─── Dataset entries

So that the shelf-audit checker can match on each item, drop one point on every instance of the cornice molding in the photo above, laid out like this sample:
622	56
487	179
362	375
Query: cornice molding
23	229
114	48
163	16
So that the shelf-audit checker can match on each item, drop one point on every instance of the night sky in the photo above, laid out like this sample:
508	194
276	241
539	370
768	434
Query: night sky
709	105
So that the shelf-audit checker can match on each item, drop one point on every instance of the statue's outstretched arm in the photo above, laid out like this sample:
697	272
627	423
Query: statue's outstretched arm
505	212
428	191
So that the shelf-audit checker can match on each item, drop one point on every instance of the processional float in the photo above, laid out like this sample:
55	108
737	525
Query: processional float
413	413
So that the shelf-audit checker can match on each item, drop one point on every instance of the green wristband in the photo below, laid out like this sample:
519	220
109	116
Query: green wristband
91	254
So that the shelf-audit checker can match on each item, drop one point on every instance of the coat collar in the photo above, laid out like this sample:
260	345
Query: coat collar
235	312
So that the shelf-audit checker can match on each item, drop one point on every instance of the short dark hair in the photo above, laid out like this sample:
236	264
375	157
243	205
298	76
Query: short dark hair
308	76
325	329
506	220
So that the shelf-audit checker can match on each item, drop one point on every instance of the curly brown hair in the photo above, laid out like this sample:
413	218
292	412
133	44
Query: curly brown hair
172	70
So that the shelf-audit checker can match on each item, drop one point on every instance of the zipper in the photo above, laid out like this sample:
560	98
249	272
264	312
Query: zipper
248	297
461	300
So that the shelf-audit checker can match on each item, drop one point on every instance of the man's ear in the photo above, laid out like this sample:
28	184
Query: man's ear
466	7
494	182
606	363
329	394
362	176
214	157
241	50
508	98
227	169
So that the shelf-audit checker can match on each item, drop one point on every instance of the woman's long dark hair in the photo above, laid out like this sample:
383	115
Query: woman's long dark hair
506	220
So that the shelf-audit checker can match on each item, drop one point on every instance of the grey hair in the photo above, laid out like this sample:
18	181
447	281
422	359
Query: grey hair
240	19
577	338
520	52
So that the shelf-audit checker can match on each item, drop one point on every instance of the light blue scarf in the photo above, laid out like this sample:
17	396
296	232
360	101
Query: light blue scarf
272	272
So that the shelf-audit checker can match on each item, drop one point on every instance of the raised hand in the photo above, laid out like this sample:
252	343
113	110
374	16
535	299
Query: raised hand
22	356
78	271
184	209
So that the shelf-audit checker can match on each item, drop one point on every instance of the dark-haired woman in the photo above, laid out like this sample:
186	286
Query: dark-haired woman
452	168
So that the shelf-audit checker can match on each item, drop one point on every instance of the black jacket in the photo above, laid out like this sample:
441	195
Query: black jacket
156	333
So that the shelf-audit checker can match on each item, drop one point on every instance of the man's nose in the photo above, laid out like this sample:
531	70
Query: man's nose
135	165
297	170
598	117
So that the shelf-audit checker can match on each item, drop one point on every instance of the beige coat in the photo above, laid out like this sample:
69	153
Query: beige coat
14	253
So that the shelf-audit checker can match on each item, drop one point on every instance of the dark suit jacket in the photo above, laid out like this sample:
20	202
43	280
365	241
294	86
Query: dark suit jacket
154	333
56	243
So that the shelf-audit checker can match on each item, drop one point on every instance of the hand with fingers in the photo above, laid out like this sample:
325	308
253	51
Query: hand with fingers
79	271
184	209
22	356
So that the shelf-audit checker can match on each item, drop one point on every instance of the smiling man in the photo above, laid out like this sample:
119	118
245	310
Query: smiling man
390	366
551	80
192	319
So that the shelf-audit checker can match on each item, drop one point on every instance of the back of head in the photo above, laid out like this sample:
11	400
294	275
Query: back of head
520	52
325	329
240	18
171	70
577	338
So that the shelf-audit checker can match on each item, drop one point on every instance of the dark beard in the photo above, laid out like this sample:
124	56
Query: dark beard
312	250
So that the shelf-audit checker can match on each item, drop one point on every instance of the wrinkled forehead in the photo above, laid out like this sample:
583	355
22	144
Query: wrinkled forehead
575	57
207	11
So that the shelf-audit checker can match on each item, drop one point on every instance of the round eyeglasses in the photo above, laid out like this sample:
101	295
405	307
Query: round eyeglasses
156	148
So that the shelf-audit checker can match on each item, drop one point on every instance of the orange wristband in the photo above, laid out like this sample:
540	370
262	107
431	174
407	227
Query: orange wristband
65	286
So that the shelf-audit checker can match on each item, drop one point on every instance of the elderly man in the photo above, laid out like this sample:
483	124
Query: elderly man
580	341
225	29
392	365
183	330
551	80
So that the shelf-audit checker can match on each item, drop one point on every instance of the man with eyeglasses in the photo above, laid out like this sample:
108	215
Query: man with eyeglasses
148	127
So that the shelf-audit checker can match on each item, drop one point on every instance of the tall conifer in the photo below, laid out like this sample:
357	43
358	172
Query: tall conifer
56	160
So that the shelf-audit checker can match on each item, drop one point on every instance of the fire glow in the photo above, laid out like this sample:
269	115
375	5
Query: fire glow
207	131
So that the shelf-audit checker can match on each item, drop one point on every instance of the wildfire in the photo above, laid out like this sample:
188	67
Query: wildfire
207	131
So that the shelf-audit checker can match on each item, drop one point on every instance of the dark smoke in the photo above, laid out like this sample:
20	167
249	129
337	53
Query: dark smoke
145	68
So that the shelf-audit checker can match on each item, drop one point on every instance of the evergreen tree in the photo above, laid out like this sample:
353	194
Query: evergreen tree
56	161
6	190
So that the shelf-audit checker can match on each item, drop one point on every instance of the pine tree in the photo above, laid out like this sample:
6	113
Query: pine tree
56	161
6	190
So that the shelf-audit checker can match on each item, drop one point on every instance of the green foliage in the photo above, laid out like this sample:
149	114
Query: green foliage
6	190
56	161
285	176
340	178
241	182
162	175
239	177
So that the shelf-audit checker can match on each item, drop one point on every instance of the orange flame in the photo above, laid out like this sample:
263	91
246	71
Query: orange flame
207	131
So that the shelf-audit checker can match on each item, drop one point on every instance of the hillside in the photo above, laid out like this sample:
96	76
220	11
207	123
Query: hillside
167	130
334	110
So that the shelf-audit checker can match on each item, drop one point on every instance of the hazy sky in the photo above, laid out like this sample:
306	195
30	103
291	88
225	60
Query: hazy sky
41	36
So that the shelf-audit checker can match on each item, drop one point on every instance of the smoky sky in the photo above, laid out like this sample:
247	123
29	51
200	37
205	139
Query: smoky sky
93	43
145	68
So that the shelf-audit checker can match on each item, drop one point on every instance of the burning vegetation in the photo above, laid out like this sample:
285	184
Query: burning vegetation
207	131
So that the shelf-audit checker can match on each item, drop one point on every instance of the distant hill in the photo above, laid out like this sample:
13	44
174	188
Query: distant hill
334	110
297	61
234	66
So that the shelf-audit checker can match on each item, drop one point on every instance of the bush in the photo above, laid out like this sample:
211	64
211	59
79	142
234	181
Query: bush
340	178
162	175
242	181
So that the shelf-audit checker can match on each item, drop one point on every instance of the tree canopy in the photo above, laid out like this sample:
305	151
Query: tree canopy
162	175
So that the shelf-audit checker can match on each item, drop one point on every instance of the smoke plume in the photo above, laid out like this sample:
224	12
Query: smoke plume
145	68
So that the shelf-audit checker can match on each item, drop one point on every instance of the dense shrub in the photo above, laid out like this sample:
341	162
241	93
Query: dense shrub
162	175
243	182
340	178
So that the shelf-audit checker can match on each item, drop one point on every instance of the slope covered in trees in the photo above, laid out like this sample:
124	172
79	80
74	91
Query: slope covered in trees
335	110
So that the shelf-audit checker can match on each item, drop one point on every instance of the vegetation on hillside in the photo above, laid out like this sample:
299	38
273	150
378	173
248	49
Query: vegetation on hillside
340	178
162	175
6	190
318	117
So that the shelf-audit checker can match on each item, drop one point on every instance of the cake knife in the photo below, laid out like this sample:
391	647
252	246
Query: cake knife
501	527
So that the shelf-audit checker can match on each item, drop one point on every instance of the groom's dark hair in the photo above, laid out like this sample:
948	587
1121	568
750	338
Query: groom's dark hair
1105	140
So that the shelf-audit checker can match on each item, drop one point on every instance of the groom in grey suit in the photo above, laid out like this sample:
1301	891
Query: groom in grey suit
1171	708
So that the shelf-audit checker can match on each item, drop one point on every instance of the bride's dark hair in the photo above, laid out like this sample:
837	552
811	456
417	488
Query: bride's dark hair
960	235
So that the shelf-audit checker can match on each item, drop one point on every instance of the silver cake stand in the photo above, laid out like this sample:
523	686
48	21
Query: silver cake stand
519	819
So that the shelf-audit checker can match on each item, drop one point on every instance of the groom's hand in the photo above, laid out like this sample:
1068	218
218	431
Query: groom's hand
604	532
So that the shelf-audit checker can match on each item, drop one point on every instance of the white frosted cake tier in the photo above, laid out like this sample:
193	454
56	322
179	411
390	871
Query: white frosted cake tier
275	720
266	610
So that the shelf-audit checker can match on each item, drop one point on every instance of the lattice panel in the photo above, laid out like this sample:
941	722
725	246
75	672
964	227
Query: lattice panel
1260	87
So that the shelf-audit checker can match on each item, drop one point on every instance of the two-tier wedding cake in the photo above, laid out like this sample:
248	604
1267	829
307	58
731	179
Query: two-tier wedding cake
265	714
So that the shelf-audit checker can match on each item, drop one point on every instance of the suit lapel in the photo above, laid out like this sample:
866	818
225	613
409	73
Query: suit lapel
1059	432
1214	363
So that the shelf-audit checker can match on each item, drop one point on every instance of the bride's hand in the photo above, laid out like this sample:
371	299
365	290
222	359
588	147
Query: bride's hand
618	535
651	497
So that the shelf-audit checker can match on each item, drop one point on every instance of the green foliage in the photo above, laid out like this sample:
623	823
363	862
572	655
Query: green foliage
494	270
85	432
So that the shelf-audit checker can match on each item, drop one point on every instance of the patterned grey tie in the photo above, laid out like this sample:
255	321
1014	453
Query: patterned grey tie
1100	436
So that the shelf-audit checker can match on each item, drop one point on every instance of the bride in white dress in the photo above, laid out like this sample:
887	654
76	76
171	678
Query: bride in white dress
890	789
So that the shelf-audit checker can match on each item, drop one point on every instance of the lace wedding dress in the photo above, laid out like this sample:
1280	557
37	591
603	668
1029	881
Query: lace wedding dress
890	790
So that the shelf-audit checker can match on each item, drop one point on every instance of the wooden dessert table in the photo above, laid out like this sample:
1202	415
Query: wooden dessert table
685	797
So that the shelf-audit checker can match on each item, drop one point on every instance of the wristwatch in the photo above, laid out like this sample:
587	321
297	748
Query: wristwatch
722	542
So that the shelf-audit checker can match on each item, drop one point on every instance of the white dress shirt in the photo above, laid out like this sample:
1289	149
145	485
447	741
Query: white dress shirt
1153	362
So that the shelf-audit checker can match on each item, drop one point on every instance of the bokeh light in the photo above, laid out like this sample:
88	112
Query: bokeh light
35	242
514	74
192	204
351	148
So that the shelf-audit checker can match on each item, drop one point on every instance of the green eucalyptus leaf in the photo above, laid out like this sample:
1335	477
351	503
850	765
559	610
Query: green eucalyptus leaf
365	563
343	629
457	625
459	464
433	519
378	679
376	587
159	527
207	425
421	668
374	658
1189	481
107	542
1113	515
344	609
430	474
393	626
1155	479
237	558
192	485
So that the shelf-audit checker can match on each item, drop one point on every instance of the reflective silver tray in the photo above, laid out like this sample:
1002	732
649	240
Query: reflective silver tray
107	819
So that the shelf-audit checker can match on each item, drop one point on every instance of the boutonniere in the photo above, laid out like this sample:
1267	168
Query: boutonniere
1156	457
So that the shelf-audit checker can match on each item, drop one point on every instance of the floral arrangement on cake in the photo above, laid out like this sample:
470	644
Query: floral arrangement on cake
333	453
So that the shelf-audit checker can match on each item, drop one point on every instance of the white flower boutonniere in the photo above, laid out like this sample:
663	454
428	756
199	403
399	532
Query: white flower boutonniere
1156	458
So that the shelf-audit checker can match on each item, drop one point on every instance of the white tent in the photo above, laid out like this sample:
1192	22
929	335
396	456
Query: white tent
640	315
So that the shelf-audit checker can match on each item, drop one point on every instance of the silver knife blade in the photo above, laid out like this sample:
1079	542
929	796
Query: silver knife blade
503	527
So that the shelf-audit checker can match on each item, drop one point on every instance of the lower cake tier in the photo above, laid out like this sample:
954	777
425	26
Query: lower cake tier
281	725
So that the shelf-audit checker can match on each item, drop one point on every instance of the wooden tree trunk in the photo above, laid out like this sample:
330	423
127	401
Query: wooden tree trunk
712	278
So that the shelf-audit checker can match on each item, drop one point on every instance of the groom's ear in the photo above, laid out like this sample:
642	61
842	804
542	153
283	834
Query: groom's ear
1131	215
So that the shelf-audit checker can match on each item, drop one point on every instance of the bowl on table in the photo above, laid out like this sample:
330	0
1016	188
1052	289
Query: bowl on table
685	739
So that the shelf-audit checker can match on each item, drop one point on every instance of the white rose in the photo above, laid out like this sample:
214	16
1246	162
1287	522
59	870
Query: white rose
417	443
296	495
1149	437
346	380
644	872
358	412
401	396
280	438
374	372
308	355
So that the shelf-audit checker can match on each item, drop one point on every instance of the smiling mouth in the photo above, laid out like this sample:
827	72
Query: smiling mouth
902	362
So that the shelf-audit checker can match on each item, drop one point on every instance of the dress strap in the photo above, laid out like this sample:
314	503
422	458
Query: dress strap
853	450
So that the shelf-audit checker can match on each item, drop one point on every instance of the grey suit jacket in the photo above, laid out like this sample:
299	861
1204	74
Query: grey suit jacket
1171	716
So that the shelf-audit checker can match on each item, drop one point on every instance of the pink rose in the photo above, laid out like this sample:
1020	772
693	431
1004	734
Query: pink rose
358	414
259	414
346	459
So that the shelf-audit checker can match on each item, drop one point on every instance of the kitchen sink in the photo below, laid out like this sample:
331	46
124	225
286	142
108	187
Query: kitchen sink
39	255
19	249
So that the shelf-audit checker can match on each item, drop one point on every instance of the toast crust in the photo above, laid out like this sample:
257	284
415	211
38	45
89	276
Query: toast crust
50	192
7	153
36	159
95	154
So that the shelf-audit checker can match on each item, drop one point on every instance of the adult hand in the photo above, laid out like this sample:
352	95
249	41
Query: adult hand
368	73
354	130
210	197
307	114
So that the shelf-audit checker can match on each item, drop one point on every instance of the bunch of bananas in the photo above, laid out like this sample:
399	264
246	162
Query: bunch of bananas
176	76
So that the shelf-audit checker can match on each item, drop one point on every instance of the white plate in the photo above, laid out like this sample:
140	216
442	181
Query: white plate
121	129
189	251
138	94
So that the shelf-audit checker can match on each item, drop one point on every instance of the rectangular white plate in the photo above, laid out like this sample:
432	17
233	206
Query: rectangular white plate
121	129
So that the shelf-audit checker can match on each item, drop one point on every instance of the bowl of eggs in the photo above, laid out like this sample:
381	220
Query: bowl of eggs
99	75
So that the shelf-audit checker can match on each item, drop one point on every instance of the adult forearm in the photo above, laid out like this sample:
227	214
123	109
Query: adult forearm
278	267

──────

### What you are asked to do
Return exactly the lines from the line bearing "of the pink" to the end of the records, inclusive of both; include no other lines.

### Task solution
So that the shelf-audit checker can match on each item, drop one point on every instance of the pink rose in the photo above, laid out like this sample:
1020	772
693	431
1004	734
Query: pink rose
358	414
259	414
346	459
So that the shelf-audit checker can match on each item, drop one point on every instance of the kitchen sink in the photo below, laid out like this sample:
331	46
124	225
286	142
108	187
Query: kitchen sink
39	255
19	249
So that the shelf-audit checker can match on each item, drop one point on every instance of the toast crust in the photo above, laid out like this sample:
257	284
415	211
38	45
89	276
Query: toast crust
50	192
7	153
36	159
95	154
So that the shelf-audit checker can match on each item, drop one point on every instance of the adult hand in the photo above, laid out like this sample:
352	95
249	41
Query: adult hand
368	73
354	130
210	197
307	114
So that the shelf-audit checker can match on each item, drop one point on every instance of the bunch of bananas in the photo above, laid out like this sample:
399	264
246	162
Query: bunch of bananas
176	76
So that the shelf-audit checker can match on each item, drop one point on every instance of the white plate in the photo above, laid out like this sample:
140	216
442	181
Query: white plate
121	129
189	251
138	94
So that the shelf-audit checker can match on each item, drop one point on every instance of the rectangular white plate in the photo above, laid out like this sample:
432	17
233	206
Query: rectangular white plate
121	129
So that the shelf-audit checker can match on each item, drop one point on every instance of the bowl of eggs in the photo above, laid out like this sample:
381	220
Query: bowl of eggs
99	75
So that the shelf-audit checker can match on each item, drop one point on every instance of the adult forearm in the photo above, laid out like this sample:
227	214
123	109
Query: adult forearm
278	267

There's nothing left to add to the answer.